**Passage:**
###

4/03/2013
Prison fortress (Part 1), Tallinn, Estonia
Visited 9.2.2013 by skkye & jonahi. Sorry for the radio silence! We are both quite busy these days. Here are some photos for you from our weekend trip to Estonia in February. Weather wasn't the most optimal for exploring, but we and our cameras (and our poor couchsurfing host who catch a cold) could surrender a couple of hours in the grey mist and wet snowfall.

###

**What you should do:** Continue the post about the prison fortress visit in Tallinn, picking up after its final sentence.

###

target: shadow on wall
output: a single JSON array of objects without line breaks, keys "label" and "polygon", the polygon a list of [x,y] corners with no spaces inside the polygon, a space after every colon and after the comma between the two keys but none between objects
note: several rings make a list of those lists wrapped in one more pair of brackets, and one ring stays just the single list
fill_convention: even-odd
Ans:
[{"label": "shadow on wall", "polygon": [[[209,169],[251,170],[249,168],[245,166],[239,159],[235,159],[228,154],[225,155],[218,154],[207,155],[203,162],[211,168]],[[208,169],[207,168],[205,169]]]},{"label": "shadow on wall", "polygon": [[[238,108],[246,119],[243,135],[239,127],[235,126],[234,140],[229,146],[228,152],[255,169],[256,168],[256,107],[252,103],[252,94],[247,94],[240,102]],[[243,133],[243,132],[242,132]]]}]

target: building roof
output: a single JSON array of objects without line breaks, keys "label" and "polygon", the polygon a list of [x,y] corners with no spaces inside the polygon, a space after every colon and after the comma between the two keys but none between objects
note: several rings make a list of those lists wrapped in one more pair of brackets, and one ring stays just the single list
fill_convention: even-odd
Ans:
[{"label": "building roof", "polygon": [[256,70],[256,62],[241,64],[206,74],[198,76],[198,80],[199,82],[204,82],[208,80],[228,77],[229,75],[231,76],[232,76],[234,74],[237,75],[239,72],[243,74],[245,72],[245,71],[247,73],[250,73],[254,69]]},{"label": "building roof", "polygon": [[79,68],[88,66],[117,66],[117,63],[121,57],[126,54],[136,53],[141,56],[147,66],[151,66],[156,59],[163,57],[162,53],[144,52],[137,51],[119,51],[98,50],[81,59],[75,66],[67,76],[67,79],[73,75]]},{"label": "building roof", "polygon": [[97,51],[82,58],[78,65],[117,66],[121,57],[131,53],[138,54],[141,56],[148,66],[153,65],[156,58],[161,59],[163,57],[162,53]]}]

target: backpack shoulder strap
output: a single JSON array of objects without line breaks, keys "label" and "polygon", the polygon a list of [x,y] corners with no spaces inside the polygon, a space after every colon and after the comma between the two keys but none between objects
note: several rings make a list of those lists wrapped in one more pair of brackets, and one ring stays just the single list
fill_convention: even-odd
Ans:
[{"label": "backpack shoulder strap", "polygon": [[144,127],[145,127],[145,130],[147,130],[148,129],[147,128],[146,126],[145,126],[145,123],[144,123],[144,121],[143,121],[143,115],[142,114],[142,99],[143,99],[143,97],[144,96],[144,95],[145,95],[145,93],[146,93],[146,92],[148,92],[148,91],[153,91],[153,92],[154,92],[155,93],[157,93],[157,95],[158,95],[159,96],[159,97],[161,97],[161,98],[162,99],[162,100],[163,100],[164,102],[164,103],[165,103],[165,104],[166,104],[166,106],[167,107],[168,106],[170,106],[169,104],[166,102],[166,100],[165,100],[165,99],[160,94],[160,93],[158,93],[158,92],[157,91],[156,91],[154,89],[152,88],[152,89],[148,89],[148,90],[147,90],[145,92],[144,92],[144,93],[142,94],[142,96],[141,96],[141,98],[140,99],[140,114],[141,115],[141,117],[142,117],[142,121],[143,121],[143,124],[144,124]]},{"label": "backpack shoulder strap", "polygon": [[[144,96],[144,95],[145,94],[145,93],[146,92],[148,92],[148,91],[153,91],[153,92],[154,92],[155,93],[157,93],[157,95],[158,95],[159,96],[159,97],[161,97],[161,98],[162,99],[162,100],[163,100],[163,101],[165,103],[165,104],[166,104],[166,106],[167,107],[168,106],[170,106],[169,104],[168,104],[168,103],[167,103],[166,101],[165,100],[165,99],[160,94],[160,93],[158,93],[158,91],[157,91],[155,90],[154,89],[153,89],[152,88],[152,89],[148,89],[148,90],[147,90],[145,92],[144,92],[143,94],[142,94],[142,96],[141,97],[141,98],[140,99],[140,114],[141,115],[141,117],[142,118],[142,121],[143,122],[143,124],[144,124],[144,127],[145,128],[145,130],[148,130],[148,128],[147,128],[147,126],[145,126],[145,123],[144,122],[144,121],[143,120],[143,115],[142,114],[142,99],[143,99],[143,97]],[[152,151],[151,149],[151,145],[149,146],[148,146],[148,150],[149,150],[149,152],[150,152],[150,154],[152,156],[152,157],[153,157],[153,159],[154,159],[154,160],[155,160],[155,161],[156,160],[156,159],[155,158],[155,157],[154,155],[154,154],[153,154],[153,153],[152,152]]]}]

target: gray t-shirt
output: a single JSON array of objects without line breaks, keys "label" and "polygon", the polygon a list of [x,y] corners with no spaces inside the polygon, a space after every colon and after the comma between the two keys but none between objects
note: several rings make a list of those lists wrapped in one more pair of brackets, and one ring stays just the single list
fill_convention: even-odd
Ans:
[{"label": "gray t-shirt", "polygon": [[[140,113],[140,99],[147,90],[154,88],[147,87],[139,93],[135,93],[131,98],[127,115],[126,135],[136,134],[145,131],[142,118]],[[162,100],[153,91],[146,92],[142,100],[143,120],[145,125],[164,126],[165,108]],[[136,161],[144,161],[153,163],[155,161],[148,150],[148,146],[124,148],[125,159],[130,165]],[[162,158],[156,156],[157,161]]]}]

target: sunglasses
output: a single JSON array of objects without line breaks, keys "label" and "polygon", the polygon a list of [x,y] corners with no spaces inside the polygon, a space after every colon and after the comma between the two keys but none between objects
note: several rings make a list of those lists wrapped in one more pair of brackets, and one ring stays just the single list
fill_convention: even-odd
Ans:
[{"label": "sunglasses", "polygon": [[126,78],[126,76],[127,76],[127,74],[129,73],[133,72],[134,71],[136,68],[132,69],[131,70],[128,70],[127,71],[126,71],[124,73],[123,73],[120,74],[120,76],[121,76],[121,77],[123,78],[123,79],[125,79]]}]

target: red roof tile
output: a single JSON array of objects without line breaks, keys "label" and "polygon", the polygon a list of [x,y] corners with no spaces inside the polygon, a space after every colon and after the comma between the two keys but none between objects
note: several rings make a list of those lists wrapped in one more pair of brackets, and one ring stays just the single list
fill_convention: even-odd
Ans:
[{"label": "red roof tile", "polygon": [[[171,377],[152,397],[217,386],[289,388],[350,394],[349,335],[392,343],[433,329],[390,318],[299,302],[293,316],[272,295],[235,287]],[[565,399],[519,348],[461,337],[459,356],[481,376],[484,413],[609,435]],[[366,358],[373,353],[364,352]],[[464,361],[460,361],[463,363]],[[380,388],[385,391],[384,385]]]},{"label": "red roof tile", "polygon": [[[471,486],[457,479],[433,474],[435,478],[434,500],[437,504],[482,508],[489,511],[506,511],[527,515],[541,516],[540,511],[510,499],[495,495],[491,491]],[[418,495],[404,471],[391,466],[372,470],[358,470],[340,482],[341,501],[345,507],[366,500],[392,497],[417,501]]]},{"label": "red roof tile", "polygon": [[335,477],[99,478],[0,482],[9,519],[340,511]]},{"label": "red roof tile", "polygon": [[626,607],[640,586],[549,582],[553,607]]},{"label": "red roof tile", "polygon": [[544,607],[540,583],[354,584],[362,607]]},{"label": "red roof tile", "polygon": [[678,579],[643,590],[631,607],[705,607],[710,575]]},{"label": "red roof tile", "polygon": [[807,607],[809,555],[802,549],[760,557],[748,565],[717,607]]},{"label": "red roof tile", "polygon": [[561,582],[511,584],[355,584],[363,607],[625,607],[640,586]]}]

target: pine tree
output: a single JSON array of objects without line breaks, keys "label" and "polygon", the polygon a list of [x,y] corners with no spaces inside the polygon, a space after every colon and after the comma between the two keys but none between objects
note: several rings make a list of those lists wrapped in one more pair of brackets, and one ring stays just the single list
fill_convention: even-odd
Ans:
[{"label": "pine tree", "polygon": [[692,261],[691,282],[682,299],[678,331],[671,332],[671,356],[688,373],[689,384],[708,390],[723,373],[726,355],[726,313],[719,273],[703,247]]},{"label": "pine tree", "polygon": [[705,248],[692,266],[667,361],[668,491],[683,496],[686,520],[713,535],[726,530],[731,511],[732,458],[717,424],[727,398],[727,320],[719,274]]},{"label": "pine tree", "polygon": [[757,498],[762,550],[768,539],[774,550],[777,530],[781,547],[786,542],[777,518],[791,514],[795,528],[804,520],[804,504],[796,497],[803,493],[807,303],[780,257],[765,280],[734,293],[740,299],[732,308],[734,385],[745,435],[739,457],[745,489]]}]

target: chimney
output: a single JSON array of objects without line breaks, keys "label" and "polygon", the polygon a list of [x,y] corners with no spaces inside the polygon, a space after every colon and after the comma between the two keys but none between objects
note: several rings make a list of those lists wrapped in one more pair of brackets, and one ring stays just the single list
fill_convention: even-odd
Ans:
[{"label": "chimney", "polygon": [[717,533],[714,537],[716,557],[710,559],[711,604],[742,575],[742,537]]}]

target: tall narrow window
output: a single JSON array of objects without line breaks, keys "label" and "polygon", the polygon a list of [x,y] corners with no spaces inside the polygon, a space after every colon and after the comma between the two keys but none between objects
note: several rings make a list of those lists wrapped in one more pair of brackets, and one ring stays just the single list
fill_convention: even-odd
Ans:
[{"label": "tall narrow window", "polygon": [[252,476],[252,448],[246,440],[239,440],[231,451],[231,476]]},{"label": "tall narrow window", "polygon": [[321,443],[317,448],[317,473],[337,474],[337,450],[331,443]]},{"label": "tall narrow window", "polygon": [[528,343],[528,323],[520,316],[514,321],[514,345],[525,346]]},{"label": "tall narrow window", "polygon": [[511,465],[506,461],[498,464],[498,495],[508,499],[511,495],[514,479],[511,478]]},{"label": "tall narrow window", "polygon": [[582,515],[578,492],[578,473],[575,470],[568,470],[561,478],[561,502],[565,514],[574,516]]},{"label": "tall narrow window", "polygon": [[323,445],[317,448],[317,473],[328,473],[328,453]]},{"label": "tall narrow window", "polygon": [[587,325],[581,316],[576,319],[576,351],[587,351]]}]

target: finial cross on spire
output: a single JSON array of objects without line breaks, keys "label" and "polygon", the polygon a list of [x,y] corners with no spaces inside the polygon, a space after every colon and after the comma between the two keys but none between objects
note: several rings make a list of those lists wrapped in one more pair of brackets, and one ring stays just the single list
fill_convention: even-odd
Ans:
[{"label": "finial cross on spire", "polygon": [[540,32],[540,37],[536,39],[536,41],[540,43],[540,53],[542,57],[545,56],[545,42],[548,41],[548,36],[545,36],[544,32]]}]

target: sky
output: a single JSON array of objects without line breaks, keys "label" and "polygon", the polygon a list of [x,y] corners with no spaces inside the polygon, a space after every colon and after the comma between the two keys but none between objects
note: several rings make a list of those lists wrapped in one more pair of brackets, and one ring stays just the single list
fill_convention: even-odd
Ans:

###

**Answer to this problem:**
Our destination was this 170 years old prison by the Baltic Sea. Russian emperor Nikolai I ordered to build this place for a sea fortress in 1828, and the fortress was ready in 1840. Soon it was changed into barracks and in 1920 into a prison. Last prisoner left the prison in 2002 when a new prison was built in Tartu. Today the old prison serves as a cultural park and a museum, but only in summertime. That's why we could get inside to only a few prisoner cells, but the area was so huge that there was plenty to see in the yard also. The place wasn't nothing like the Finnish prisons that look like full board hotels compared to this almost medieval dungeon, and it's horrible to think how the prisoners must have suffered in the soviet prison with the icy wind blowing from the sea. There was also a doghouse on the yard reminding us of an angrily barking soviet watchdog.